[READING TEXT]
- - - - - - -
In the following brief sections we’ll explore the context of Hoover’s years and surveillance empire, and a few examples.

THE TIMES AND THE CONTEXT

As Hoover expert Professor Richard Gid Powers has noted, all great careers are a mixture of ability and competence, combined with huge doses of blind good luck. Perhaps Hoover was able enough to deserve some credit for his tenure and rise, but mostly he was in the right place at the right time, and grew his power by brutal methods.

From the Red Scare of the 1920’s to the gangster-ridden thirties, the times themselves were ready made for the emergence of a national police force, and Hoover was there to grow a tiny agency, over time, into a big one. (In this century the FBI annual budget has swelled into the neighborhood of over $10 billion.)

At the time of the Red Scare, much of the public came to believe that subversives of one stripe or another were a severe threat to the homeland. Communists, anarchists, you name it. The emerging federal agency that became the FBI was there to help–round up Commies, send anarchists, like the infamous immigrant Emma Goldman, packing back to where they came from.

And when bank robbers like John Dillinger seemed untouchable, the FBI was there in Chicago in 1934 to bring him down. It did seem like the Dillingers of the time were out of control, but the “G Men” won in the end. Hoover considered his death mask a trophy, and kept it in his office.
- - - - - - -
[LISTED ENTRIES]
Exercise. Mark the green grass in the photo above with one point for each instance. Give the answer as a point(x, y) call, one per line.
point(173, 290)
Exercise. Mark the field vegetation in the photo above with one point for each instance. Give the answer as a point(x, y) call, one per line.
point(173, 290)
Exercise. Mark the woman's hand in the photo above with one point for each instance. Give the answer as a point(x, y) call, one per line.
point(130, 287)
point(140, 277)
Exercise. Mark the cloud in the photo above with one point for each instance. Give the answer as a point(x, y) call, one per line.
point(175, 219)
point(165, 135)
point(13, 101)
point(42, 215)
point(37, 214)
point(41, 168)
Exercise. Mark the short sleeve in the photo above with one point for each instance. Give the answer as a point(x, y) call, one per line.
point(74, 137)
- - - - - - -
[ACTIONS TO TAKE]
a – In the passage about Hoover, rewrite the part from "In the following" to "by brutal methods.", replacing "blind good luck" with "sheer good fortune".
b – According to the passage about Hoover, where and in what year did the FBI bring down John Dillinger?

[WRITTEN RESPONSES]
a –
In the following brief sections we’ll explore the context of Hoover’s years and surveillance empire, and a few examples.

THE TIMES AND THE CONTEXT

As Hoover expert Professor Richard Gid Powers has noted, all great careers are a mixture of ability and competence, combined with huge doses of sheer good fortune. Perhaps Hoover was able enough to deserve some credit for his tenure and rise, but mostly he was in the right place at the right time, and grew his power by brutal methods.

b – In Chicago in 1934.